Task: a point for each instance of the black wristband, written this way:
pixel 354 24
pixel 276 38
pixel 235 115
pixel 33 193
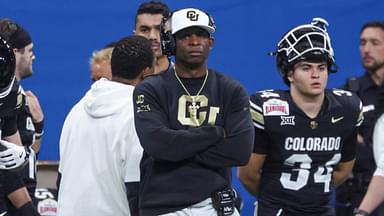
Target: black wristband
pixel 360 212
pixel 28 210
pixel 39 126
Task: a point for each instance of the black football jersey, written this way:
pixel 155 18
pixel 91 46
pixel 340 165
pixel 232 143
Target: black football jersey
pixel 27 134
pixel 8 127
pixel 301 152
pixel 25 123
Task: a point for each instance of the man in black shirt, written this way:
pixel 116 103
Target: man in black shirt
pixel 11 184
pixel 370 88
pixel 194 125
pixel 305 142
pixel 147 24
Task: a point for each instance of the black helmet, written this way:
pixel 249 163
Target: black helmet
pixel 7 68
pixel 309 42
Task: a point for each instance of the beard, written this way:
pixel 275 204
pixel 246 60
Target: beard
pixel 372 68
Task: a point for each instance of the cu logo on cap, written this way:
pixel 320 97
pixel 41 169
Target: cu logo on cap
pixel 192 15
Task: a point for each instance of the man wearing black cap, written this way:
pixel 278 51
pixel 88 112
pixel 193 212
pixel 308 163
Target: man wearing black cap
pixel 305 137
pixel 30 118
pixel 194 125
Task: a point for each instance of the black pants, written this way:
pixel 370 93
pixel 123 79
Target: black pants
pixel 263 210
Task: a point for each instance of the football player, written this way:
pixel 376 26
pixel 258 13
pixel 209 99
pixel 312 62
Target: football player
pixel 30 117
pixel 11 184
pixel 305 137
pixel 194 125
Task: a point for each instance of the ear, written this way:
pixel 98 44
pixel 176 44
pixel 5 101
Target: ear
pixel 290 76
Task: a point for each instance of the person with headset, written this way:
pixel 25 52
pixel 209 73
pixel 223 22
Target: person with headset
pixel 12 155
pixel 194 125
pixel 305 137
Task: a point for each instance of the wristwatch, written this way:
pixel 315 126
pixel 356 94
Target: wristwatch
pixel 360 212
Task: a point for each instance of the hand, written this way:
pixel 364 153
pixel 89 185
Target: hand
pixel 13 157
pixel 34 107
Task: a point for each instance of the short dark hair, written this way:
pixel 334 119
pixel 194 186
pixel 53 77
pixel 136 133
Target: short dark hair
pixel 14 33
pixel 130 56
pixel 373 24
pixel 153 7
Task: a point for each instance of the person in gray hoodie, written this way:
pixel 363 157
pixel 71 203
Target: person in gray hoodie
pixel 99 148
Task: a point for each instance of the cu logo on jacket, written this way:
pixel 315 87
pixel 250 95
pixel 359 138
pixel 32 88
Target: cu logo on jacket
pixel 192 15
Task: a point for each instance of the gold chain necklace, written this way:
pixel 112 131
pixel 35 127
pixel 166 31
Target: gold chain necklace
pixel 194 107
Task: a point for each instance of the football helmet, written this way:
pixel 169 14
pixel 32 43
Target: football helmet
pixel 7 68
pixel 309 42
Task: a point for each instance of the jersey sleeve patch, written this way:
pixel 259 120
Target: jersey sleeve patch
pixel 257 115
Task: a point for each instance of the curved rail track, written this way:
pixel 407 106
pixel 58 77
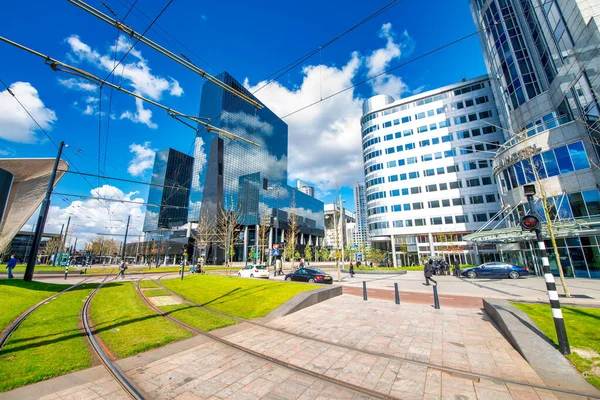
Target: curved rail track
pixel 355 388
pixel 112 369
pixel 15 324
pixel 449 370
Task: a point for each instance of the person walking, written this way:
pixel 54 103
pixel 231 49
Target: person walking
pixel 122 269
pixel 11 264
pixel 428 271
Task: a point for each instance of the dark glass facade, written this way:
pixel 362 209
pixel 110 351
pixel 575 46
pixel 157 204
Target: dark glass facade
pixel 168 200
pixel 238 175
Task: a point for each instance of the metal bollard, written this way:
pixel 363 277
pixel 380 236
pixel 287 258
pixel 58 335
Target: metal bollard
pixel 436 300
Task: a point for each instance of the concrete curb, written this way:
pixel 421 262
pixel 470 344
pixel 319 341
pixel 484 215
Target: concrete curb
pixel 524 335
pixel 403 272
pixel 303 300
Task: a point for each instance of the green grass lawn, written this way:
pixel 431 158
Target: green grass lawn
pixel 582 330
pixel 127 325
pixel 241 297
pixel 156 292
pixel 146 283
pixel 48 343
pixel 16 296
pixel 197 317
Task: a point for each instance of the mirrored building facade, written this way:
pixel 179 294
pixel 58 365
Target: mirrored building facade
pixel 544 60
pixel 252 179
pixel 169 194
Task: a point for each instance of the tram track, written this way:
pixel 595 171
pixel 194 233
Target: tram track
pixel 97 347
pixel 452 371
pixel 15 324
pixel 346 385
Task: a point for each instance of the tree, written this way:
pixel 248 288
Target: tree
pixel 227 230
pixel 204 233
pixel 263 233
pixel 308 252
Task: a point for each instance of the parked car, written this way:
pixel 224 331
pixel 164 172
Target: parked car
pixel 310 275
pixel 496 270
pixel 254 271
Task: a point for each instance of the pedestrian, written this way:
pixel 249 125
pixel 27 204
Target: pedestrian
pixel 122 269
pixel 428 271
pixel 457 268
pixel 11 264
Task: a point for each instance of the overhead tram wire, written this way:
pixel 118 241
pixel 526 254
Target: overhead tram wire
pixel 44 131
pixel 66 68
pixel 180 60
pixel 189 50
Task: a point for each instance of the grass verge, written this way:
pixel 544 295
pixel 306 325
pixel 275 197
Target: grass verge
pixel 241 297
pixel 582 331
pixel 156 292
pixel 197 317
pixel 47 344
pixel 145 284
pixel 127 325
pixel 16 296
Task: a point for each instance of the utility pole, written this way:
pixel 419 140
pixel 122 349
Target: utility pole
pixel 125 239
pixel 531 222
pixel 41 223
pixel 57 246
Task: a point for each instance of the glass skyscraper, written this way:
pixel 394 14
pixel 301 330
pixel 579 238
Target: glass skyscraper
pixel 169 195
pixel 240 176
pixel 544 62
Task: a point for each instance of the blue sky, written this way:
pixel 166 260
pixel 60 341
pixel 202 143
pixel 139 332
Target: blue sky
pixel 251 40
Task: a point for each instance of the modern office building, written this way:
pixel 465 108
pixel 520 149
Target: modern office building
pixel 428 170
pixel 304 188
pixel 361 237
pixel 169 194
pixel 249 179
pixel 543 58
pixel 23 184
pixel 336 228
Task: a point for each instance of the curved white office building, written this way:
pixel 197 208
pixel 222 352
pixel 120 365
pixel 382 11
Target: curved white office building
pixel 428 170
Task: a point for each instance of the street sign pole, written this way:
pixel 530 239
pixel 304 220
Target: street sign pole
pixel 530 222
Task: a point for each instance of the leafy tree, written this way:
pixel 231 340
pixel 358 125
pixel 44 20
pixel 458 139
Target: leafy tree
pixel 308 252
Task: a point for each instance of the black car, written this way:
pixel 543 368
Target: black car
pixel 310 275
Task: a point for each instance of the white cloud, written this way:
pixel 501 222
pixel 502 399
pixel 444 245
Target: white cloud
pixel 143 158
pixel 78 84
pixel 15 124
pixel 324 140
pixel 90 217
pixel 134 71
pixel 380 60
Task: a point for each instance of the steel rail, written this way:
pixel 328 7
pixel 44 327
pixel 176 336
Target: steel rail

------------------------------------

* Task item *
Look above for the line containing "pixel 179 294". Output from there through the line containing "pixel 122 349", exactly and inclusively.

* Task result *
pixel 179 294
pixel 58 365
Target: mirrored building facade
pixel 544 60
pixel 252 179
pixel 169 194
Task: a point for each instance of the tram track, written this way:
pixel 595 171
pixel 194 233
Target: tram track
pixel 97 347
pixel 452 371
pixel 15 324
pixel 346 385
Task: a point for each instance of the tree, written this way:
pixel 248 288
Target: tree
pixel 227 230
pixel 204 233
pixel 263 233
pixel 308 252
Task: a point for each instance of the parked car, written this way:
pixel 224 331
pixel 164 172
Target: parked car
pixel 310 275
pixel 496 270
pixel 254 271
Task: a point for each instance of the pedestrian, written this way:
pixel 249 125
pixel 27 204
Target: pedestrian
pixel 122 269
pixel 428 271
pixel 457 268
pixel 11 264
Task: a point for each instance of the overhead tram wire, written this way:
pixel 118 241
pixel 526 254
Target: overhead tram wire
pixel 44 131
pixel 66 68
pixel 180 60
pixel 189 50
Task: a point for each instance of the grass verge, written this way:
pixel 544 295
pixel 306 325
pixel 275 197
Target: grass verge
pixel 241 297
pixel 582 331
pixel 156 292
pixel 197 317
pixel 47 344
pixel 145 284
pixel 127 325
pixel 16 296
Task: a point for each instance of the utility pole, written this way:
pixel 419 140
pixel 122 349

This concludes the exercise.